===== Data supplied
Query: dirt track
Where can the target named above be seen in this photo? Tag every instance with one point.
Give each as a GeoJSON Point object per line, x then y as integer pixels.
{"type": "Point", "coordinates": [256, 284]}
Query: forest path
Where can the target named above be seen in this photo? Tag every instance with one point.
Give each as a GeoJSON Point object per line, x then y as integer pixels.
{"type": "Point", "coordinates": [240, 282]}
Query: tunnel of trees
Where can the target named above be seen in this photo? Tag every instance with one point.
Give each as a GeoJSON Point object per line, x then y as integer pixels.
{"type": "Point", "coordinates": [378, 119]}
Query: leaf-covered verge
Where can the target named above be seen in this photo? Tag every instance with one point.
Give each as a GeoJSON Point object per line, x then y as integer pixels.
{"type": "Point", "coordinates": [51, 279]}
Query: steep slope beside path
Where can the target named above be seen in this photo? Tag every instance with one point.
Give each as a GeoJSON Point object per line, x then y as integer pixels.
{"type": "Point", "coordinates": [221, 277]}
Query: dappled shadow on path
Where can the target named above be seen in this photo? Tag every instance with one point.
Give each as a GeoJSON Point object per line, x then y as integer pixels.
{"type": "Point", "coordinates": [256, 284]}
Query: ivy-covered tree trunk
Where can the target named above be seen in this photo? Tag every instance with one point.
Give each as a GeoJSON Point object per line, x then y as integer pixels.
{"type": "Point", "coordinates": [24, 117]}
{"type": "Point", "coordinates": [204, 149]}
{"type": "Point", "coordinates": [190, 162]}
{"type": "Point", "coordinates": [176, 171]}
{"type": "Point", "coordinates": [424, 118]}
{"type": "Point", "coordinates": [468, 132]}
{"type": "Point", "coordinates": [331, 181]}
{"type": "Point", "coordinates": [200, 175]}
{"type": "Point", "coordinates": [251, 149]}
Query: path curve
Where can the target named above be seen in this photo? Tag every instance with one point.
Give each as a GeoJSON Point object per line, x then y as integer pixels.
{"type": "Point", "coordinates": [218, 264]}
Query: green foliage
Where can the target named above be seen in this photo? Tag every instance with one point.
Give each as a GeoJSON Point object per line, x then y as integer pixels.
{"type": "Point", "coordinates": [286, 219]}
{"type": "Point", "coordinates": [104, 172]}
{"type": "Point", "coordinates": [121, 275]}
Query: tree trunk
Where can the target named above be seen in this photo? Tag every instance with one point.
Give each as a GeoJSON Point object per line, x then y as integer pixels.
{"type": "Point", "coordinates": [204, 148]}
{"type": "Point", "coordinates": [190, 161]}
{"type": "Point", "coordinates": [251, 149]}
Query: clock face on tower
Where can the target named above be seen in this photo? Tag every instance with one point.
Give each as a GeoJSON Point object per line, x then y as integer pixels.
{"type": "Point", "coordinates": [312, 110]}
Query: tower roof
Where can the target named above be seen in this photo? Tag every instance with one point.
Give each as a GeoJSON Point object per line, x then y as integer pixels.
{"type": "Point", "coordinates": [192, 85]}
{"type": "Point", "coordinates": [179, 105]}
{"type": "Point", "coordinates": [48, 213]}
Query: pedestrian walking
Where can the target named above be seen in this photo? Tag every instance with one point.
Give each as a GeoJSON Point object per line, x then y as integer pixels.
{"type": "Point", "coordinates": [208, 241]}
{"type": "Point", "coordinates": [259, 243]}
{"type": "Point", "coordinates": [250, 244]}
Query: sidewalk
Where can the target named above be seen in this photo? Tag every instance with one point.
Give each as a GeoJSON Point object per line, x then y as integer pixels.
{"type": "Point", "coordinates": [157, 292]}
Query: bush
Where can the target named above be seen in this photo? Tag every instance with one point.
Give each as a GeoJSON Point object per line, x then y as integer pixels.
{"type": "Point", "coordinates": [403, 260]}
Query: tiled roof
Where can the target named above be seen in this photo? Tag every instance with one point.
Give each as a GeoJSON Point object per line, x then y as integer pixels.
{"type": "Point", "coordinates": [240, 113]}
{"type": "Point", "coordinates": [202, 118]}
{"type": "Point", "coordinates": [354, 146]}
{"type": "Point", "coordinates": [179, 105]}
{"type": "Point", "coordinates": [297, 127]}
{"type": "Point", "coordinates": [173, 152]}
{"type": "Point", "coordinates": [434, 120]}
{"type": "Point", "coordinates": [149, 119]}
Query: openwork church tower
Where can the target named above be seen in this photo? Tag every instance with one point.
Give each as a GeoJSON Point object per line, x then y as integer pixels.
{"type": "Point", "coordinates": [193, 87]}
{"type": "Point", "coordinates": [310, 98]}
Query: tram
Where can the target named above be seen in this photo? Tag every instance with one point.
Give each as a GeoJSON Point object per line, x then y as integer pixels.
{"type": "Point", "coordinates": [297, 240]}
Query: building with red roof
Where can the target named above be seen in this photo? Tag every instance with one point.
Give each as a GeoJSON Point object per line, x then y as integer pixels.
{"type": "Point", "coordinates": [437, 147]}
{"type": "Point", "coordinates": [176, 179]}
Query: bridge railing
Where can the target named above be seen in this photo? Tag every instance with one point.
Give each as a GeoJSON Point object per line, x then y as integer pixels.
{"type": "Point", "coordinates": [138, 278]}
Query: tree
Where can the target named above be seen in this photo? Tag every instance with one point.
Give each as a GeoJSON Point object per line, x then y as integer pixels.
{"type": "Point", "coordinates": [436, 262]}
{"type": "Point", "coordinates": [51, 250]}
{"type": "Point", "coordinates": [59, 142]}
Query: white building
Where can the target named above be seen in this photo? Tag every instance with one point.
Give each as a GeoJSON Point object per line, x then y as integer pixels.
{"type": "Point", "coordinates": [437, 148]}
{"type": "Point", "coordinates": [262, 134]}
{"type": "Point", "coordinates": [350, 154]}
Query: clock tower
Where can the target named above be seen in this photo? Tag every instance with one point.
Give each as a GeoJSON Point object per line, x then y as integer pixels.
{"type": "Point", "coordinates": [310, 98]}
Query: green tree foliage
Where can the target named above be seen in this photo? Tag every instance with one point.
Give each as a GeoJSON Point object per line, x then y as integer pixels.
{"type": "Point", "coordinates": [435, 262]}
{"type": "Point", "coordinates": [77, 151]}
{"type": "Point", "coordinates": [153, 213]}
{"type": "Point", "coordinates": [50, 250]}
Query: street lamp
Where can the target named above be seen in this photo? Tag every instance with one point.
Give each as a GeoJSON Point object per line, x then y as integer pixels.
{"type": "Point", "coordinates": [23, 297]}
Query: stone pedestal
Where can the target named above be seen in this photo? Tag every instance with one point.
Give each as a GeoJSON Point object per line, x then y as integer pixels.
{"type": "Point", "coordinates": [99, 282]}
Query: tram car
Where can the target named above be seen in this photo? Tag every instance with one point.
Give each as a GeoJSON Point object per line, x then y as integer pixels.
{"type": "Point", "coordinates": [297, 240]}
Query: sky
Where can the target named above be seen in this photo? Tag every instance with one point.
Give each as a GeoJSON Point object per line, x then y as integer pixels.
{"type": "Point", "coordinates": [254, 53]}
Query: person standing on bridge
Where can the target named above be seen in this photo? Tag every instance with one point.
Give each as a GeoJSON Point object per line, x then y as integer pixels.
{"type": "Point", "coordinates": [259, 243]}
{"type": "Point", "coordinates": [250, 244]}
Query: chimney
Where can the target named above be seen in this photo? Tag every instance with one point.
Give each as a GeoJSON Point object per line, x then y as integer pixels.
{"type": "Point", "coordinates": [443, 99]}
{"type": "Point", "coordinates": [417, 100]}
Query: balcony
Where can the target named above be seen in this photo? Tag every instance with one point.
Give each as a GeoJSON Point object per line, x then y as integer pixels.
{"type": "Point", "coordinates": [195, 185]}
==========
Reproduce all of the material above word for word.

The reply
Query: dirt track
Where can the target named above be seen in this photo? Tag every instance with one point.
Give each as a GeoJSON Point object per line, x then y as integer pixels.
{"type": "Point", "coordinates": [256, 284]}
Query: forest path
Where can the target named above be seen in this photo? Tag every instance with one point.
Give each as a GeoJSON Point object per line, x then y as integer pixels.
{"type": "Point", "coordinates": [240, 282]}
Query: tunnel of trees
Where can the target named above be seen in this photo? Tag every instance with one point.
Give each as a GeoJSON Point object per line, x then y as integer pixels.
{"type": "Point", "coordinates": [378, 119]}
Query: leaf-covered verge
Where can the target named above be seen in this photo? Tag every instance with one point.
Give each as a GeoJSON Point object per line, x then y as integer pixels.
{"type": "Point", "coordinates": [51, 279]}
Query: steep slope beside path
Where can the target named above be seen in this photo? Tag every instance with one point.
Give each as a GeoJSON Point object per line, x then y as integer pixels.
{"type": "Point", "coordinates": [221, 277]}
Query: dappled shadow on path
Where can the target named above be seen in this photo? Tag every instance with one point.
Give each as a GeoJSON Point object per line, x then y as integer pixels.
{"type": "Point", "coordinates": [256, 284]}
Query: ivy-covered tree trunk
Where can the target named above be seen in this photo? Tag every instance with one point.
Give each as a GeoJSON Point object per line, x then y as integer pixels.
{"type": "Point", "coordinates": [24, 117]}
{"type": "Point", "coordinates": [204, 149]}
{"type": "Point", "coordinates": [190, 162]}
{"type": "Point", "coordinates": [176, 171]}
{"type": "Point", "coordinates": [424, 118]}
{"type": "Point", "coordinates": [468, 132]}
{"type": "Point", "coordinates": [331, 181]}
{"type": "Point", "coordinates": [200, 175]}
{"type": "Point", "coordinates": [251, 149]}
Query: path curve
Where can the target named above be seen in this photo? Tag every instance with one point.
Give each as a GeoJSON Point object per line, x then y as integer pixels.
{"type": "Point", "coordinates": [218, 264]}
Query: green foliage
Where can the target named above be seen in this photo? Tag every instance with one point.
Give each as a GeoJSON Point object per line, x then y as integer pixels.
{"type": "Point", "coordinates": [286, 219]}
{"type": "Point", "coordinates": [104, 172]}
{"type": "Point", "coordinates": [121, 275]}
Query: tree trunk
Where can the target named above be seen in this photo? Tag every instance with one point.
Give each as a GeoJSON Point object per line, x then y as integer pixels.
{"type": "Point", "coordinates": [204, 148]}
{"type": "Point", "coordinates": [190, 161]}
{"type": "Point", "coordinates": [251, 149]}
Query: clock face on tower
Where can the target named above be seen in this photo? Tag every instance with one point.
Give each as a GeoJSON Point object per line, x then y as integer pixels.
{"type": "Point", "coordinates": [312, 110]}
Query: tower roof
Where can the target named above be seen in this photo? Tag every instance with one point.
Give each as a GeoJSON Point object per line, x then y as integer pixels.
{"type": "Point", "coordinates": [192, 85]}
{"type": "Point", "coordinates": [179, 105]}
{"type": "Point", "coordinates": [48, 213]}
Query: pedestrian walking
Where can the target named above be seen in this photo? Tag every instance with one point.
Give each as a GeoJSON Point object per line, x then y as integer pixels.
{"type": "Point", "coordinates": [208, 241]}
{"type": "Point", "coordinates": [259, 243]}
{"type": "Point", "coordinates": [250, 244]}
Query: sidewalk
Where can the target named above be seen in this photo? Tag every instance with one point.
Give each as a GeoJSON Point object per line, x then y as integer pixels.
{"type": "Point", "coordinates": [157, 292]}
Query: bush
Where can the target named above be seen in this photo? Tag every instance with one point.
Give each as a GeoJSON Point object per line, x then y as integer pixels.
{"type": "Point", "coordinates": [403, 260]}
Query: tiled roof
Where can the target named above be seen in this photo? Tag every instance with one point.
Give each as a GeoJSON Point object per line, x then y as integer pixels.
{"type": "Point", "coordinates": [240, 113]}
{"type": "Point", "coordinates": [202, 118]}
{"type": "Point", "coordinates": [354, 146]}
{"type": "Point", "coordinates": [179, 105]}
{"type": "Point", "coordinates": [297, 127]}
{"type": "Point", "coordinates": [173, 152]}
{"type": "Point", "coordinates": [434, 120]}
{"type": "Point", "coordinates": [149, 119]}
Query: openwork church tower
Where can the target named above be seen in this photo? Tag every instance with one point.
Give each as a GeoJSON Point object per line, x then y as integer pixels.
{"type": "Point", "coordinates": [193, 87]}
{"type": "Point", "coordinates": [310, 98]}
Query: tram
Where can the target named above be seen in this photo? Tag every instance with one point.
Give each as a GeoJSON Point object per line, x then y as integer pixels.
{"type": "Point", "coordinates": [297, 240]}
Query: building with red roof
Where can the target named above be seen in this photo? Tag every instance with one point.
Give each as a GeoJSON Point object per line, x then y as integer pixels.
{"type": "Point", "coordinates": [437, 147]}
{"type": "Point", "coordinates": [176, 179]}
Query: bridge railing
Where can the target named above be seen in this photo? Tag every instance with one point.
Give each as a GeoJSON Point object per line, x then y as integer pixels.
{"type": "Point", "coordinates": [138, 278]}
Query: tree
Where can the target named above be seen in this photo? Tag every instance with one point.
Give each as a GeoJSON Point object per line, x then y as integer pixels.
{"type": "Point", "coordinates": [436, 262]}
{"type": "Point", "coordinates": [51, 250]}
{"type": "Point", "coordinates": [59, 142]}
Query: white building
Where can the target named above be seen in this photo? Tag every instance with one point.
Give each as a GeoJSON Point object per line, x then y as integer pixels.
{"type": "Point", "coordinates": [437, 148]}
{"type": "Point", "coordinates": [262, 134]}
{"type": "Point", "coordinates": [350, 154]}
Query: clock tower
Where can the target named above be seen in this photo? Tag every instance with one point.
Give each as a GeoJSON Point object per line, x then y as integer pixels.
{"type": "Point", "coordinates": [310, 98]}
Query: green tree foliage
Where can the target named above be seen in this photo? Tag every instance with one point.
Give each as a GeoJSON Point object per line, x then y as integer pixels.
{"type": "Point", "coordinates": [435, 262]}
{"type": "Point", "coordinates": [77, 151]}
{"type": "Point", "coordinates": [153, 213]}
{"type": "Point", "coordinates": [50, 250]}
Query: street lamp
Where can the target named above be seen in this photo? Tag every instance with one point.
Give each as a GeoJSON Point object per line, x then y as integer pixels.
{"type": "Point", "coordinates": [23, 297]}
Query: stone pedestal
Where can the target named above be seen in this photo? Tag every instance with one point.
Give each as a GeoJSON Point object per line, x then y as integer pixels.
{"type": "Point", "coordinates": [99, 282]}
Query: tram car
Where can the target named above be seen in this photo? Tag every instance with one point.
Give each as a GeoJSON Point object per line, x then y as integer pixels.
{"type": "Point", "coordinates": [297, 240]}
Query: sky
Where can the target named above be seen in this photo? Tag every instance with one point.
Give each as a GeoJSON Point object per line, x then y as integer pixels.
{"type": "Point", "coordinates": [254, 53]}
Query: person standing on bridge
Where can the target named above be seen in this photo? Tag every instance with one point.
Give each as a GeoJSON Point object per line, x then y as integer pixels.
{"type": "Point", "coordinates": [259, 243]}
{"type": "Point", "coordinates": [250, 244]}
Query: chimney
Where can the target named above be seen in this photo? Tag every instance with one point.
Give each as a GeoJSON Point object per line, x then y as integer pixels.
{"type": "Point", "coordinates": [443, 99]}
{"type": "Point", "coordinates": [417, 100]}
Query: balcony
Where can the target named above be seen in this photo? Tag every instance with one point.
Give each as a GeoJSON Point object per line, x then y as integer pixels.
{"type": "Point", "coordinates": [195, 185]}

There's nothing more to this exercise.